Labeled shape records
____

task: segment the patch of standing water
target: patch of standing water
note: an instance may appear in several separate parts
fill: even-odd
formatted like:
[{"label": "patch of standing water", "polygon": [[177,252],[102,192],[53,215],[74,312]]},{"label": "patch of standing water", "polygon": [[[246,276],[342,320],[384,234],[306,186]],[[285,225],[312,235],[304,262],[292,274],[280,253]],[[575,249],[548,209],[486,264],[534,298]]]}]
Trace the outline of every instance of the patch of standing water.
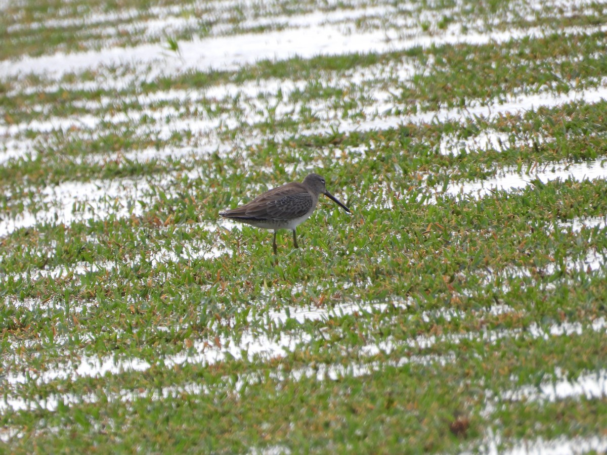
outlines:
[{"label": "patch of standing water", "polygon": [[607,164],[604,158],[594,161],[569,164],[566,163],[548,164],[541,169],[535,168],[523,174],[517,172],[514,167],[506,167],[500,172],[501,177],[485,180],[453,183],[445,190],[448,195],[466,195],[470,197],[481,198],[492,194],[498,190],[510,190],[524,188],[532,184],[534,180],[546,183],[552,180],[571,178],[577,181],[585,179],[607,178]]},{"label": "patch of standing water", "polygon": [[538,386],[527,385],[501,393],[503,400],[555,402],[566,398],[584,397],[587,400],[607,397],[607,370],[601,369],[570,380],[557,371],[557,379]]}]

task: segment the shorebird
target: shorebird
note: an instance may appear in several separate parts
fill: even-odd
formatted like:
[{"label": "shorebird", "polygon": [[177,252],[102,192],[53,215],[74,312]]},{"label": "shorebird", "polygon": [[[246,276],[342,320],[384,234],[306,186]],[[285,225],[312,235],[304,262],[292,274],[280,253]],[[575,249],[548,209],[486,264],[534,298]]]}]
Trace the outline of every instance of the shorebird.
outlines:
[{"label": "shorebird", "polygon": [[317,174],[311,174],[306,176],[301,183],[293,181],[271,189],[251,202],[219,214],[223,218],[257,228],[274,229],[272,247],[275,255],[276,231],[279,229],[293,231],[293,245],[299,248],[295,231],[312,215],[321,194],[328,196],[348,213],[351,213],[347,207],[327,190],[325,183],[325,179]]}]

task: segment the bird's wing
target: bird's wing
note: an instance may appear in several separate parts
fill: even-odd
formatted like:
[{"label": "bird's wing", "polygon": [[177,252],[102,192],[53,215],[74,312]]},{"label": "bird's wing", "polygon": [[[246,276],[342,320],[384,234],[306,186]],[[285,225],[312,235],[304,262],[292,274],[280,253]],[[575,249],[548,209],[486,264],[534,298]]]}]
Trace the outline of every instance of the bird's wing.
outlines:
[{"label": "bird's wing", "polygon": [[291,220],[303,217],[312,208],[314,200],[302,186],[291,184],[275,188],[222,215],[247,220]]}]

____

Set exercise -
Recast everything from the line containing "task: segment the bird's wing" down to the end of the data as a Markdown table with the columns Row and Line. Put each line's number under Row and the line itself under Line, and skip blank lines.

Expected answer -
| Row | Line |
|---|---|
| 1 | task: segment the bird's wing |
| 2 | target: bird's wing |
| 3 | note: an instance may appear in several separate parts |
| 4 | fill: even-odd |
| 5 | formatted like: |
| 6 | [{"label": "bird's wing", "polygon": [[177,252],[102,192],[53,215],[74,312]]},{"label": "bird's wing", "polygon": [[[246,276],[342,320],[384,234],[306,186]],[[285,225],[312,235],[304,262],[292,274],[280,253]],[[575,249],[548,209],[486,264],[534,298]]]}] |
| 7 | Trace the outline of every instance of the bird's wing. |
| 8 | outlines: |
| 9 | [{"label": "bird's wing", "polygon": [[291,220],[303,217],[312,208],[314,200],[302,186],[291,184],[275,188],[222,215],[247,220]]}] |